▸ **TASK TO COMPLETE**
Your task is to copy every line of the records below that contains "white".

Image-grounded pointing data:
---------------

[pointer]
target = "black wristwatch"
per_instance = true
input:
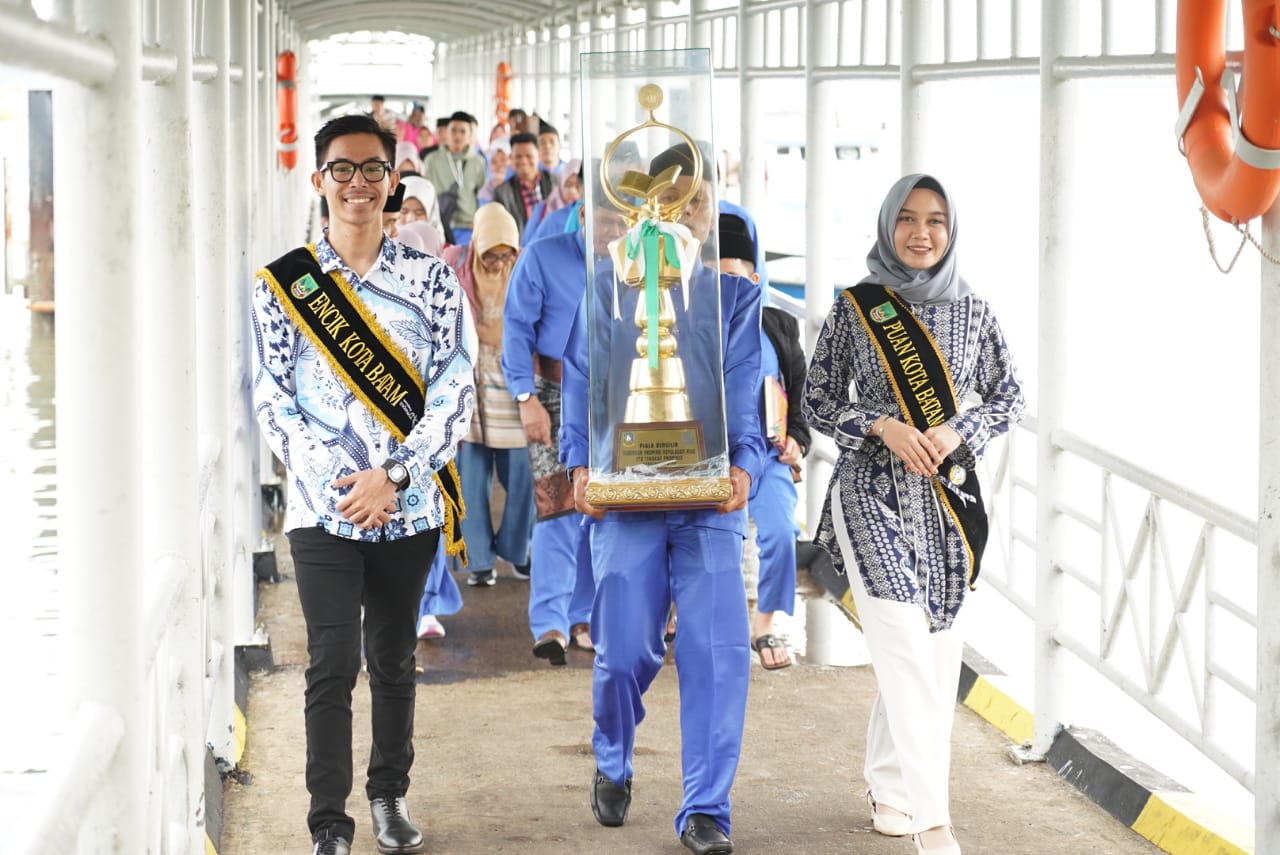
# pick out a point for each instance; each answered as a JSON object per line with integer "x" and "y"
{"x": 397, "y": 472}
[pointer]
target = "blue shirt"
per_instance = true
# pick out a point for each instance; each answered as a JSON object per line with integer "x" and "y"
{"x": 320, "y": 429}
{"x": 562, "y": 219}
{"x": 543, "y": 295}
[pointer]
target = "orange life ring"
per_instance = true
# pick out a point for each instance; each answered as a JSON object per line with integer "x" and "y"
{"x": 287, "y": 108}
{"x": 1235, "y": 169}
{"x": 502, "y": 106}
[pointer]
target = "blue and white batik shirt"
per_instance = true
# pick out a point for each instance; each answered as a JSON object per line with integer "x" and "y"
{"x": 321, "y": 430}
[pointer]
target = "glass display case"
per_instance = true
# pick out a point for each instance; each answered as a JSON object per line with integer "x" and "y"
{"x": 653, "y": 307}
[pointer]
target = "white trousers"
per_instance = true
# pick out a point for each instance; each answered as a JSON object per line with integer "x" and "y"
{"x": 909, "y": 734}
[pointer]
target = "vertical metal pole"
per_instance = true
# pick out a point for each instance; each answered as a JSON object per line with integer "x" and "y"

---------------

▸ **FINISHED TASK**
target = "blue and white batik shirt"
target = "white trousers"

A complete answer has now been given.